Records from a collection
__________________________________________________

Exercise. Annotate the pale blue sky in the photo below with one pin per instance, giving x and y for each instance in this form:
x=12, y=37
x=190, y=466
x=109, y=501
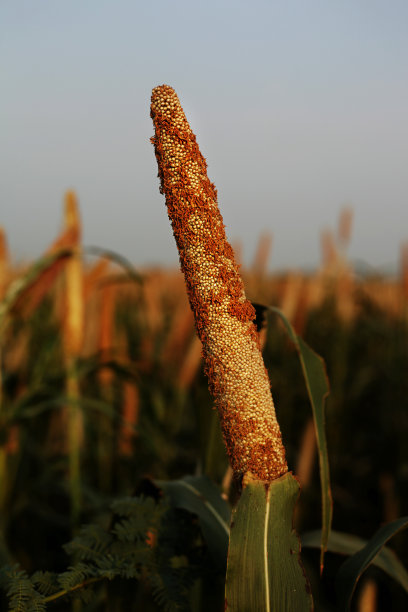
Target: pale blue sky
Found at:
x=299, y=106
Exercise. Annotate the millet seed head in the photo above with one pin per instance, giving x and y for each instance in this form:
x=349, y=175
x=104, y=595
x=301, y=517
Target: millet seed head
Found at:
x=224, y=317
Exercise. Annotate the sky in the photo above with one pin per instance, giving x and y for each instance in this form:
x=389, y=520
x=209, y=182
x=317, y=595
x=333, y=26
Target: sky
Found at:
x=299, y=106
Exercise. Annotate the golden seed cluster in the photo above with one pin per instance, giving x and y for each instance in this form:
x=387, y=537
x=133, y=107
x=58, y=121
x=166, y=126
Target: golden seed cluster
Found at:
x=223, y=316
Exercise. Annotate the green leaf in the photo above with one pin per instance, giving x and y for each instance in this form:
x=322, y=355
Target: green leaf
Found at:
x=351, y=571
x=317, y=385
x=264, y=569
x=200, y=496
x=348, y=544
x=118, y=259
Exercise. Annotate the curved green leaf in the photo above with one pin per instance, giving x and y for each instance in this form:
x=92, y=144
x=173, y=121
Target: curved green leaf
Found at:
x=200, y=496
x=264, y=569
x=119, y=259
x=348, y=544
x=317, y=385
x=351, y=570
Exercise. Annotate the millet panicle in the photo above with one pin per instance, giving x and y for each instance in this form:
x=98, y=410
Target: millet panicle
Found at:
x=224, y=317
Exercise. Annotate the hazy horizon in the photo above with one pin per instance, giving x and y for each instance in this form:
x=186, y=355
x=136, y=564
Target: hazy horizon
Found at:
x=299, y=108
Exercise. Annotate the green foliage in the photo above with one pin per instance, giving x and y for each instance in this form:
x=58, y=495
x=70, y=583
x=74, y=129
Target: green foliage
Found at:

__________________________________________________

## Set task
Copy every line of the items above word for word, from the first to the last, but leave out the pictures.

## Answer in full
Exercise. Annotate the pale blue sky in the photo below with one pin per instance, giving x and y for each instance in this form:
x=12, y=37
x=190, y=466
x=109, y=501
Target: pale blue sky
Found at:
x=299, y=106
Exercise. Annotate the millet seed head in the photo above with one pin per instance, giving x and y for each instance in this form:
x=349, y=175
x=104, y=595
x=301, y=517
Target: millet seed head
Found at:
x=224, y=317
Exercise. Annotate the sky in the photo above with one pin per instance, giving x and y for each instance in this form:
x=389, y=520
x=209, y=182
x=317, y=595
x=333, y=26
Target: sky
Found at:
x=299, y=106
Exercise. Annotate the golden seed cluster in the photo above with one pin per instance, giving x and y for each instance in this form:
x=387, y=537
x=133, y=107
x=58, y=121
x=166, y=126
Target: golden seed cluster
Found at:
x=223, y=316
Exercise. Annotate the green leaf in the photo above with one pin per instance, giving x and y for each instance in this form:
x=322, y=355
Target: green leaf
Found at:
x=351, y=571
x=317, y=385
x=264, y=569
x=200, y=496
x=348, y=544
x=118, y=259
Exercise. Annotate the curved green leaf in the photo above with one pin per instance, giving x and y for each instance in this form:
x=92, y=144
x=173, y=121
Target: curved green leaf
Found at:
x=200, y=496
x=264, y=569
x=119, y=259
x=348, y=544
x=317, y=385
x=351, y=570
Exercise. Annotate the millet panicle in the photo above with one pin per instance, giving x and y for each instance in this form:
x=98, y=410
Target: millet panicle
Found at:
x=224, y=317
Exercise. Annotate the hazy horizon in the photo above with one pin per instance, giving x and y for each instance in this form:
x=186, y=355
x=136, y=564
Target: hazy horizon
Found at:
x=299, y=108
Exercise. Annotate the green foliage in the photo above with one pin per instance, giving x and y for each instance in this form:
x=58, y=495
x=70, y=583
x=74, y=129
Target: green foliage
Found at:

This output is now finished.